Top of DATA FOR ANALYSIS

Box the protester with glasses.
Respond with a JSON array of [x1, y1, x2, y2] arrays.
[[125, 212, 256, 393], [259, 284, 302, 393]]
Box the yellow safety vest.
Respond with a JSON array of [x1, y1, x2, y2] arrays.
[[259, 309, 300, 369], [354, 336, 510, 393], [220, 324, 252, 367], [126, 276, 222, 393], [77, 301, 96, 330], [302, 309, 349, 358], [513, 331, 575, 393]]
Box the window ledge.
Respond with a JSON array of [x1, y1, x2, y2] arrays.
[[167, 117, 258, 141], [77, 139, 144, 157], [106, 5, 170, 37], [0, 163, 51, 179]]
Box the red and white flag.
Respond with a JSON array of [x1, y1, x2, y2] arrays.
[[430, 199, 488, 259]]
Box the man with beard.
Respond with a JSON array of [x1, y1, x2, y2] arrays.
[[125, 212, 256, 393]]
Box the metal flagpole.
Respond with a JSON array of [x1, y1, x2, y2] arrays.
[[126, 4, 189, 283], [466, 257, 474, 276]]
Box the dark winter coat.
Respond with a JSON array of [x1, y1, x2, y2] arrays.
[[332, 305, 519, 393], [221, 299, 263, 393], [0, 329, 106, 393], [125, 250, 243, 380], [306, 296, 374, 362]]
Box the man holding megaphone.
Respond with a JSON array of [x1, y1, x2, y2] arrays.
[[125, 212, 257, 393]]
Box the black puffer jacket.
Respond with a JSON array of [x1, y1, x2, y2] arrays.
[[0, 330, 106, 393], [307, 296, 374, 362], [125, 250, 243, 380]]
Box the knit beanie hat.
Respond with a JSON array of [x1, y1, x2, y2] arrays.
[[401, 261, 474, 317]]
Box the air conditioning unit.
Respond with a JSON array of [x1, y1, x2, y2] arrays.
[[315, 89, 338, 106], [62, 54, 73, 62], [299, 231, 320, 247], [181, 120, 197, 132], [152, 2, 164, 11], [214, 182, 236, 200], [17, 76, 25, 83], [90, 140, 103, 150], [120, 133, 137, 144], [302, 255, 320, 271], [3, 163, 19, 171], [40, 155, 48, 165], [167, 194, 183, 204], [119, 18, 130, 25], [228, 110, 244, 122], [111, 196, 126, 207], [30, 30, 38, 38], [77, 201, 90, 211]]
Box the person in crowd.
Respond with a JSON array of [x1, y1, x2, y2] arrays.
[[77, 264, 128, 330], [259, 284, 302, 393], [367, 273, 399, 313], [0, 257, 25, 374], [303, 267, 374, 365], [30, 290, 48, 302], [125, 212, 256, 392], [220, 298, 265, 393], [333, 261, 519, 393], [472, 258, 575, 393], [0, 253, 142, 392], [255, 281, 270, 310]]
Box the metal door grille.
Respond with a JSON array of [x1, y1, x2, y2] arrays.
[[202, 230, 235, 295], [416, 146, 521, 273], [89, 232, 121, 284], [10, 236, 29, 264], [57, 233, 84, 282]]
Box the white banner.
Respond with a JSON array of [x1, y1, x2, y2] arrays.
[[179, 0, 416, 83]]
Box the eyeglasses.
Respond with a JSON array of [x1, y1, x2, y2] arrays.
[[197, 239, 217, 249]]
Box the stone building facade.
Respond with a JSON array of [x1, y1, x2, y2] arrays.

Bottom of DATA FOR ANALYSIS

Transcribe all the entries exactly, as they stand.

Box the protester with glasses.
Respond with a JSON array of [x1, y1, x2, y2] arrays.
[[125, 212, 256, 393], [259, 284, 302, 393]]
Box the yellow safety vest.
Respond with a JSON array of [x1, y1, x2, y2] arrays.
[[259, 309, 300, 369], [354, 336, 510, 393], [220, 324, 252, 367], [126, 276, 222, 393], [77, 301, 96, 330], [302, 309, 349, 358], [513, 331, 575, 393]]
Box the window ledge.
Respond with a JSON array of [x1, y1, x2, y2] arrays.
[[167, 117, 258, 141], [77, 139, 144, 157], [106, 5, 170, 37], [0, 163, 51, 179]]
Box the red and white flag.
Respond with a JSON array of [x1, y1, x2, y2] arrays.
[[430, 199, 488, 259]]
Box the man with beard.
Respond with a JSON array of [x1, y1, x2, y2] arrays.
[[125, 212, 256, 393]]
Box the metal flagpole.
Respond with a JSON array of [x1, y1, x2, y2] arrays.
[[126, 4, 189, 283], [466, 257, 474, 276]]
Box the dark winter coat.
Respond with a JSON array of [x1, y1, x2, y2] arrays.
[[332, 305, 519, 393], [221, 299, 263, 393], [0, 329, 106, 393], [125, 250, 243, 380], [306, 296, 374, 362]]
Box the man holding megaphone.
Respond with a JSON array of [x1, y1, x2, y2] arrays.
[[125, 212, 257, 393]]
Box the black puffer jacket.
Respond with a JSON array of [x1, y1, x2, y2] arrays.
[[0, 330, 106, 393], [307, 296, 374, 362], [125, 250, 243, 380]]
Box the knit beanie hat.
Respond with a JSON array of [x1, y1, x2, y2] arrays.
[[401, 261, 474, 317]]
Box the air conditioning unit.
Respond with a JSON array of [x1, y1, x2, y2] arrays.
[[315, 89, 338, 106], [62, 54, 73, 62], [299, 231, 320, 247], [181, 120, 197, 132], [152, 2, 164, 11], [214, 182, 236, 200], [17, 76, 25, 83], [90, 140, 103, 150], [120, 133, 137, 144], [302, 255, 320, 271], [3, 163, 19, 171], [40, 155, 48, 165], [167, 194, 183, 204], [119, 18, 130, 25], [228, 110, 244, 122], [111, 196, 126, 207], [30, 30, 38, 38], [77, 201, 90, 211]]
Box the person in crowd.
Respond with a JSON array of [x1, y1, x2, y2] arrays.
[[77, 264, 128, 330], [259, 284, 302, 393], [367, 273, 399, 313], [0, 257, 25, 374], [303, 267, 374, 365], [30, 290, 48, 302], [125, 212, 256, 392], [220, 298, 265, 393], [333, 261, 519, 393], [472, 258, 575, 393], [0, 253, 142, 392], [255, 281, 270, 310]]
Box the metal door grille.
Respond with a JSON array of [x1, y1, x2, y2] arrays.
[[202, 230, 235, 295], [416, 146, 521, 273], [89, 232, 121, 284], [10, 236, 29, 264], [57, 233, 84, 282]]
Box the white banner.
Respond with a JSON array of [x1, y1, x2, y2] arrays.
[[179, 0, 416, 83]]
Box the eyeglasses.
Respond with a JSON array of [x1, y1, x2, y2] arrays.
[[197, 239, 217, 249]]
Box the stone building facade.
Respond with a JSON array of [x1, y1, x2, y2] arrays.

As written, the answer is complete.